Bounding-box records
____

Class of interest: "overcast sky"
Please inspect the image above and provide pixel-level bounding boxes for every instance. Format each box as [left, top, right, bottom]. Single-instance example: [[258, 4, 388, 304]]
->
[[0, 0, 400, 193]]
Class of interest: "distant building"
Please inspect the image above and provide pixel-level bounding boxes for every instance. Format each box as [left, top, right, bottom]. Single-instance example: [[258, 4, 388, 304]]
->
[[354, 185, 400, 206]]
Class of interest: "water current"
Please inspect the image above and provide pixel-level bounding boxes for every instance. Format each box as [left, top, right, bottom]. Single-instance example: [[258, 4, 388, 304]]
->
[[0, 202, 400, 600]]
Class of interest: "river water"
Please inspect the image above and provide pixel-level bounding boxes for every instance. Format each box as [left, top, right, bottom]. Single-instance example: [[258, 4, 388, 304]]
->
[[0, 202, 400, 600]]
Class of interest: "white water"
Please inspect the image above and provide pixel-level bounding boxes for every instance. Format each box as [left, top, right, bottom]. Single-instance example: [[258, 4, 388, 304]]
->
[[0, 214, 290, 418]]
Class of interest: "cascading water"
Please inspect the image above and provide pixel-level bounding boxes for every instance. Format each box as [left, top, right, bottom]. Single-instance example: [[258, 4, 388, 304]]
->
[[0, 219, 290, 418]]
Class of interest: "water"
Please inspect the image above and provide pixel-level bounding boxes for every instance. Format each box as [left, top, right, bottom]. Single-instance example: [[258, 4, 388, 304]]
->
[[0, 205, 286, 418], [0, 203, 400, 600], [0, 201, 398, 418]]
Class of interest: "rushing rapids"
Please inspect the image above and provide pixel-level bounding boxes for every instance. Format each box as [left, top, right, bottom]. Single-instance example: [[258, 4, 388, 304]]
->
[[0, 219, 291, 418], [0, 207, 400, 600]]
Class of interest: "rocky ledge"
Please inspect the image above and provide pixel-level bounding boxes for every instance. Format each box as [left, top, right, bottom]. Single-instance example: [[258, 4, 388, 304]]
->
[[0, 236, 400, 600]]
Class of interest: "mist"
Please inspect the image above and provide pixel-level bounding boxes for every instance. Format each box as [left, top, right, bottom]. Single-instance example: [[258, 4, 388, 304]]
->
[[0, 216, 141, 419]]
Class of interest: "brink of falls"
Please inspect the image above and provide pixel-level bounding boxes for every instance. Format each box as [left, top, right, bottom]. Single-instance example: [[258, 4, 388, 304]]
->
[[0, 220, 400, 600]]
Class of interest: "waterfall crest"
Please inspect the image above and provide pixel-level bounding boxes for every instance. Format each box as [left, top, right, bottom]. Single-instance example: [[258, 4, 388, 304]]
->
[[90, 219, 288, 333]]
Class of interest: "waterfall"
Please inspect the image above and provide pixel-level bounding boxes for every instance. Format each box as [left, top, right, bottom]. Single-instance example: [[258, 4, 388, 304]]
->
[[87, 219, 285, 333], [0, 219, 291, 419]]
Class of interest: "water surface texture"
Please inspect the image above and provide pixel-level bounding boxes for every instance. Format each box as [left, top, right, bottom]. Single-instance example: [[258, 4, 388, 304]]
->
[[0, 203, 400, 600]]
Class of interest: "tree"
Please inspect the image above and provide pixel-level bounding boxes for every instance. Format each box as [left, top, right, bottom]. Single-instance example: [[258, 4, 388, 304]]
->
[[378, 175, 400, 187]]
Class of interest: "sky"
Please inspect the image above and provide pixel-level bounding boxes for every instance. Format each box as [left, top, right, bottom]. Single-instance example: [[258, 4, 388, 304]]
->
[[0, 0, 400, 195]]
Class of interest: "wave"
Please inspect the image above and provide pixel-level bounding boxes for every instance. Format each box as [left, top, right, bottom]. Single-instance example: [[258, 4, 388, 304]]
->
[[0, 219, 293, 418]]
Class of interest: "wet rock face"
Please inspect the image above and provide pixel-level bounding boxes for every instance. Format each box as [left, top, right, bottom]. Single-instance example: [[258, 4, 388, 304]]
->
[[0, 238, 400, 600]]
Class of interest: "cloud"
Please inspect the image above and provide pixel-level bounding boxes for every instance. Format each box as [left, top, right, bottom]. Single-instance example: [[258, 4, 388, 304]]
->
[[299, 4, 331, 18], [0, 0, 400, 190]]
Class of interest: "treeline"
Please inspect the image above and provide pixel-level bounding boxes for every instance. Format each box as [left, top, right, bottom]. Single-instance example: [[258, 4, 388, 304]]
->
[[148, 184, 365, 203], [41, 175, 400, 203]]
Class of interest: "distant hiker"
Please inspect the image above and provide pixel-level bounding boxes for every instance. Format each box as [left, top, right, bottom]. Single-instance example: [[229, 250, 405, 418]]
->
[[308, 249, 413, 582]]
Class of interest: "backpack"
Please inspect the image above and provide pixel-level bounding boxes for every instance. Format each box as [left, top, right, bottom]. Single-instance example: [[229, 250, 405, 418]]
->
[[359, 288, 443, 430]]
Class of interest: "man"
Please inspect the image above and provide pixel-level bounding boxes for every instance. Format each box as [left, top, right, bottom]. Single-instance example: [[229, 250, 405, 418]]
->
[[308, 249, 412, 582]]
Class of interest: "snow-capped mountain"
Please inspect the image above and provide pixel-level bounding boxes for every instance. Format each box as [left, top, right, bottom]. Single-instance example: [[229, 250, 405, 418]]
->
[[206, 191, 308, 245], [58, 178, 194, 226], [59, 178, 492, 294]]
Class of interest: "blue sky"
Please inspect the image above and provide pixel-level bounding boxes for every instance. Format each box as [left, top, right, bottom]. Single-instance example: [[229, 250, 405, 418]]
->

____

Requirement
Reproduce verbatim the data from its first line through the line holding "[[354, 185, 400, 206]]", inclusive.

Completed task
Class of interest: "overcast sky"
Please inspect the image above and provide pixel-level bounding boxes for every instance. Format each box as [left, top, right, bottom]. Single-instance example: [[258, 4, 388, 304]]
->
[[0, 0, 400, 193]]
Class of interest: "distant building"
Please inspect the image above and provide pixel-level bounding boxes for every instance. Format each box as [left, top, right, bottom]. Single-instance example: [[258, 4, 388, 304]]
->
[[354, 185, 400, 206]]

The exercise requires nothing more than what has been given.